O jogo de palavras adotado pelo governo Renan Filho (MDB), no apagar das luzes de sua gestão, construiu uma narrativa que passa a ideia para o leitor menos atento de que o reajuste salarial anunciado para categorias do serviço público representa aumento de renda. Na verdade isso ocorreria se ocorresse reposição salarial – em geral resultado da soma da inflação com percentual de ganho real. Não é o caso. Embolada com outras pautas históricas da maioria das categorias como Plano de Cargos e Carreiras (PCCs), a proposta do governo é defasada desde sua nascença. Tudo isso por uma questão simples. Nos últimos cinco anos ele não reconheceu o direito legal de repor perdas inflacionárias. Conforme o Índice de Preços ao Consumidor Amplo (IPCA), que é o parâmetro oficial para medir a inflação no país, o percentual de perdas foi de 25,9%. É isso que deixou de ir para a conta dos servidores públicos, em especial nos momentos em que Renan, nem seus técnicos recebiam nenhuma categoria. O dano, porém, é ainda maior, pois somando-se perda sobre perda o percentual ultrapassa os 30%. Esse número, porém, é ainda mais impactante se lembrarmos que a inflação do período de 2021 – que deveria ser resposta esse ano – ultrapassou os dígitos ficando acumulada em 10,06%. Ou seja, os 15% de percentual geral anunciado pelo governo, na prática, supostamente deixaria 4,64% de ganho real. Porém, que não cobre as perdas dos anos anteriores. Mas os números são cruéis para os servidores. Basta ver que há dois anos, o governo anunciou que daria 4,6% que nunca foram acrescidos a folha. Ou seja, o percentual anunciado de forma geral, na verdade recupera o que foi prometido mas nunca cumprido. O diretor do Sindicato dos Trabalhadores da Educação em Alagoas (Sinteal), Lucas Soares, confirmou à Gazeta que este ano a categoria terá “zero de ganho real”. “Esse ano mesmo não teremos ganho real, apenas a recomposição inflacionária. Durante os outros do governo Renan nós amargamos perdas muito grandes. A falta de ganho real acaba desgastando a categoria, fazendo com que ela adoeça mais, tenha mais dificuldade financeira, problema de organização social, o que faz com que muita gente se afaste e abandone a carreira. É sim real que a falta de um salário digno e falta de qualidade de vida para os trabalhadores e trabalhadoras da educação”, confirmou Lucas.

■ ■ ■ ■

O que se pede ▸
Retome o texto sobre o reajuste salarial dos servidores públicos no governo Renan Filho e escreva a continuação logo depois da última frase acima.

■ ■ ■ ■

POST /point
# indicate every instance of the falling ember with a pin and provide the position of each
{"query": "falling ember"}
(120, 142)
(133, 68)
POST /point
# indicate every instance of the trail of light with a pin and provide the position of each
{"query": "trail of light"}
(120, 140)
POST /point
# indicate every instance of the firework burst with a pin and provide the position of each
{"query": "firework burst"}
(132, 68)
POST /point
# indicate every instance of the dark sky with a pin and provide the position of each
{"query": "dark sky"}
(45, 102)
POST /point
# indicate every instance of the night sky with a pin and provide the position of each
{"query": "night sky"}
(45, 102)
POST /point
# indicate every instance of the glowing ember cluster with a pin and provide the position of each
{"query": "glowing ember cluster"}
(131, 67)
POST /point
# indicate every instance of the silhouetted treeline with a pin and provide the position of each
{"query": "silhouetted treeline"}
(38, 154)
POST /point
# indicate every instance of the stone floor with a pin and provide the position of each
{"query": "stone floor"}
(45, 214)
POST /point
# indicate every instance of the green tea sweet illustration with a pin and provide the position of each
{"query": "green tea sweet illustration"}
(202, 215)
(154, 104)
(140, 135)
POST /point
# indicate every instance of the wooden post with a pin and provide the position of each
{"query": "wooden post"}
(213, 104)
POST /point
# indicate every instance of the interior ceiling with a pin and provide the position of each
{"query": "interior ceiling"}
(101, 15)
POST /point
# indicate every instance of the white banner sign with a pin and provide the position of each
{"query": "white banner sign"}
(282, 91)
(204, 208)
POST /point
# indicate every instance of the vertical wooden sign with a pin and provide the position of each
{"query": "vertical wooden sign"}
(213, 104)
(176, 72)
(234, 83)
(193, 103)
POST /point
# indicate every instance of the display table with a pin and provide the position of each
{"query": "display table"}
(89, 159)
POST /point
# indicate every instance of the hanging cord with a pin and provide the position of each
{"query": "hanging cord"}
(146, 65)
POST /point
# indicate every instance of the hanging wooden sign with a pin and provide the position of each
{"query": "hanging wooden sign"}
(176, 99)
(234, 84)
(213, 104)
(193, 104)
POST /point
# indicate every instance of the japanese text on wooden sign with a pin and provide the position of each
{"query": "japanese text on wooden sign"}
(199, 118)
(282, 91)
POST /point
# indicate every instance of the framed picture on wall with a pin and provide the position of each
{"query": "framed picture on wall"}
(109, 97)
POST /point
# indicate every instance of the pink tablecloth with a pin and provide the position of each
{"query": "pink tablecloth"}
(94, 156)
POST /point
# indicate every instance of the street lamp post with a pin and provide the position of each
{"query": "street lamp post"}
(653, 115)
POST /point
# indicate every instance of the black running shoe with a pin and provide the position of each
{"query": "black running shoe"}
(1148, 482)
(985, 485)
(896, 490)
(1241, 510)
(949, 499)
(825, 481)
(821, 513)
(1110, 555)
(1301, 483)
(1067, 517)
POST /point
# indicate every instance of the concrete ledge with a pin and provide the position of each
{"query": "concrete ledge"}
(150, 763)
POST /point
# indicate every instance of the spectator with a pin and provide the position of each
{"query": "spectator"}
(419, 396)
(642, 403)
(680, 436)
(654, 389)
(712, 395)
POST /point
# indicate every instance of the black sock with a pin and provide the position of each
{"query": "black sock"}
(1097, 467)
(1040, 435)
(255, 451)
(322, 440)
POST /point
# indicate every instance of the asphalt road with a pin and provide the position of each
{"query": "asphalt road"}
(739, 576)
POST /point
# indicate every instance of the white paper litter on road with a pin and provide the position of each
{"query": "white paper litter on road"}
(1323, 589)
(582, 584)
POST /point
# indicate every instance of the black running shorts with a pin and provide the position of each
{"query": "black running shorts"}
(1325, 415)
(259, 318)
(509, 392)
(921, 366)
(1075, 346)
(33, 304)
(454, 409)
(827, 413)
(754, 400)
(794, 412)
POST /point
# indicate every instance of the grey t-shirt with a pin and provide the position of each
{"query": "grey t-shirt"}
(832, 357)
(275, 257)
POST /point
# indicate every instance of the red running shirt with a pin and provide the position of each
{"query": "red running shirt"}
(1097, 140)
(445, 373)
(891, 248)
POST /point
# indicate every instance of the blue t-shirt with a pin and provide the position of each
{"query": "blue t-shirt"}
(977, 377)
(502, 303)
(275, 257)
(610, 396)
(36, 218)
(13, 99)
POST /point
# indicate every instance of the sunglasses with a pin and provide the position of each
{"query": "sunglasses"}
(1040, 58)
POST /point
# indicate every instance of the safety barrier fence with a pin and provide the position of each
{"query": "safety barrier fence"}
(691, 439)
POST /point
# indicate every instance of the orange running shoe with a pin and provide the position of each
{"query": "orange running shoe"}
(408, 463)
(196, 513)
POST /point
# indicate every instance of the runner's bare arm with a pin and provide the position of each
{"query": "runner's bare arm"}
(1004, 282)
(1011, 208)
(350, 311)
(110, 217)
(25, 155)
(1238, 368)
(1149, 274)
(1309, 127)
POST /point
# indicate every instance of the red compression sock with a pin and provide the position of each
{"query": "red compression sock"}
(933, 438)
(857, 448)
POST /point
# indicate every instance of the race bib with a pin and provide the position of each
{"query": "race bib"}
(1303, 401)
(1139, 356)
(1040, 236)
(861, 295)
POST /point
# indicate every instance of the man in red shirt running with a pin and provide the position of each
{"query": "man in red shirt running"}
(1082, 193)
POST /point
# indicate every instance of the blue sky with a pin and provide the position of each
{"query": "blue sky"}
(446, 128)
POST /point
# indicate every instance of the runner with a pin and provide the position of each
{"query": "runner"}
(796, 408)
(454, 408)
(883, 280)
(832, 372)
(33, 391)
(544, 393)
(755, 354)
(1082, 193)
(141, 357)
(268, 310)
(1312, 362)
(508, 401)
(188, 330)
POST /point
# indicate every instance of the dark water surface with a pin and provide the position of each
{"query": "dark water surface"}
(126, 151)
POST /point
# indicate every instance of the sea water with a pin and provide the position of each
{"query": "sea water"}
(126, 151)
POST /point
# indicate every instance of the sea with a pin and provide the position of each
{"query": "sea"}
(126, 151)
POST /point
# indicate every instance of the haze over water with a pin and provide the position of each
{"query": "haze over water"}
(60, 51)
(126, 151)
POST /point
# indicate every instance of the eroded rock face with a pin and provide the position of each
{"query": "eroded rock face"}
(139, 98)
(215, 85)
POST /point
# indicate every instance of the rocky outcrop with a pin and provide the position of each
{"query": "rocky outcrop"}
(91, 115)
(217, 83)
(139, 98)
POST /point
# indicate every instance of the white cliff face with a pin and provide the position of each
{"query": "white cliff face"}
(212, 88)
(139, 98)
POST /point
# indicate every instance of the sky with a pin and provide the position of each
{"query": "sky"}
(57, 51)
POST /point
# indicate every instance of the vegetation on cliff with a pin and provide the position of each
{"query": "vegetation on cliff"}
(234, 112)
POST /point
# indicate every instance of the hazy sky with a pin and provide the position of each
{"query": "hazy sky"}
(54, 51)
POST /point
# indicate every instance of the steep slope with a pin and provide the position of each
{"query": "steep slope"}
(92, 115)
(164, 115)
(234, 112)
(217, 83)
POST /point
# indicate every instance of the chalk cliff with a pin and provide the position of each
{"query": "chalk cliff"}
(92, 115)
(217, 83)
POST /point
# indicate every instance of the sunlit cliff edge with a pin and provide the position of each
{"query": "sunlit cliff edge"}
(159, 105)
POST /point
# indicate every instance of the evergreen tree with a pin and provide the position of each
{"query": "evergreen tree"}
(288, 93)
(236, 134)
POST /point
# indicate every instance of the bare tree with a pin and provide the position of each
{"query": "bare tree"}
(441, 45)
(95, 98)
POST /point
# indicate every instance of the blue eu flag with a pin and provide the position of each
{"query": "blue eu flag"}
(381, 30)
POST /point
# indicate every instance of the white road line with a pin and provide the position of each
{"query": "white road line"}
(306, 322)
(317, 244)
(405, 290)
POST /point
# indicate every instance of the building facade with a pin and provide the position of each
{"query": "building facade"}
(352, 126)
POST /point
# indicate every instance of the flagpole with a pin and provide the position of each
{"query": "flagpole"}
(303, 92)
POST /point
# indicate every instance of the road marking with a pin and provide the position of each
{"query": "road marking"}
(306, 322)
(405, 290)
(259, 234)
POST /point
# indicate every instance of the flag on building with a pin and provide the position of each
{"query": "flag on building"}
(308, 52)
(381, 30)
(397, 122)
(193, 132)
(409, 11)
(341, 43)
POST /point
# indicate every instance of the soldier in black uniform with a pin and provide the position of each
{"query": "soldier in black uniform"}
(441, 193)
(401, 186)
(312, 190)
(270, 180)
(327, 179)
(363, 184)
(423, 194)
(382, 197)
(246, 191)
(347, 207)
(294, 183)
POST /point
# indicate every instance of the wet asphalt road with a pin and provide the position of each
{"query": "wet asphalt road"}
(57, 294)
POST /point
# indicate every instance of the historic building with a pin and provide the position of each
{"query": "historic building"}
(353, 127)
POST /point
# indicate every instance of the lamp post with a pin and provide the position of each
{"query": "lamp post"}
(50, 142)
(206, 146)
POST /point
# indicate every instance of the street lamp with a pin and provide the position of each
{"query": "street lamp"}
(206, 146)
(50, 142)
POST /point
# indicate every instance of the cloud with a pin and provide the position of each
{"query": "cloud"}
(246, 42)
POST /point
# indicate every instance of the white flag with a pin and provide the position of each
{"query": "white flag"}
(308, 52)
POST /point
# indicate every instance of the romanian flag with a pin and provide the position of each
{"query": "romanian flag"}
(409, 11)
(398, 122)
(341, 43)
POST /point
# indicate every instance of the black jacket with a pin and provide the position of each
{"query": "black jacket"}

■ ■ ■ ■

Resultado do exercício ▸
PREVIDÊNCIA
Ao mesmo tempo em que ignorou a situação dos servidores, em relação ao índice inflacionário, o governo aplicou o aumento da alíquota previdenciária para 14%, em 2020. Deste modo, quem já vinha com perda de renda, incluindo os aposentados, sofreu outro baque com a mudança. Nem os servidores que estavam dentro do teto salarial da Previdência, antes isentos, escaparam do corte em seus vencimentos. Depois de muita pressão e desgaste político, o governo anunciou uma revisão na linha de corte. Para atender a exigência da lei, pós-reforma da previdência, o governo impôs um duro golpe nos servidores que vinha acumulando perdas, em plena pandemia, no momento em que a economia ficou estagnada, com alta do desemprego e os preços avançando.
REPERCUSSÃO
Mesmo quando alardeou o envio de projetos para atender demandas que duraram todo o seu governo, sem solução, o governo evitou o debate. De acordo com a presidente da CUT, Rilda Alves, o regime de urgência atrapalhou a construção de um texto com tranquilidade e levando em conta a real necessidade dos servidores. Quando o conjunto de matérias chegou ao legislativo estadual Rilda e outras lideranças fizeram uma verdadeira peregrinação nos gabinetes e em especial aos membros das Comissões de Constituição e Justiça, Administração e Finanças, antes que pudessem dar o parecer final ao texto. A falta de dados, a escolha do relator, o deputado Paulo Dantas e a pressa usada como estratégia pelo Palácio República dos Palmares não foram poupadas.
O deputado Cabo Bebeto foi mais incisivo e disse que Renan “maltratou os servidores” durante sete anos e que por isso deixará um legado negativo de ter sido o pior governo para as categorias. “Os policiais e bombeiros foram enganados com a Previdência Social, quadro organizacional, agora acabou o carnaval e jogam a tropa para São João, enganando todos mais uma vez”, afirmou Bebeto.
Sobre as demais categorias, ele lembrou que em muitas funções as letras de progressão variam de 3% a 30% para a mesma atividade. E como o modo escolhido foi o de atropelar os debates na avaliação do parlamentar muita gente continuará prejudicada.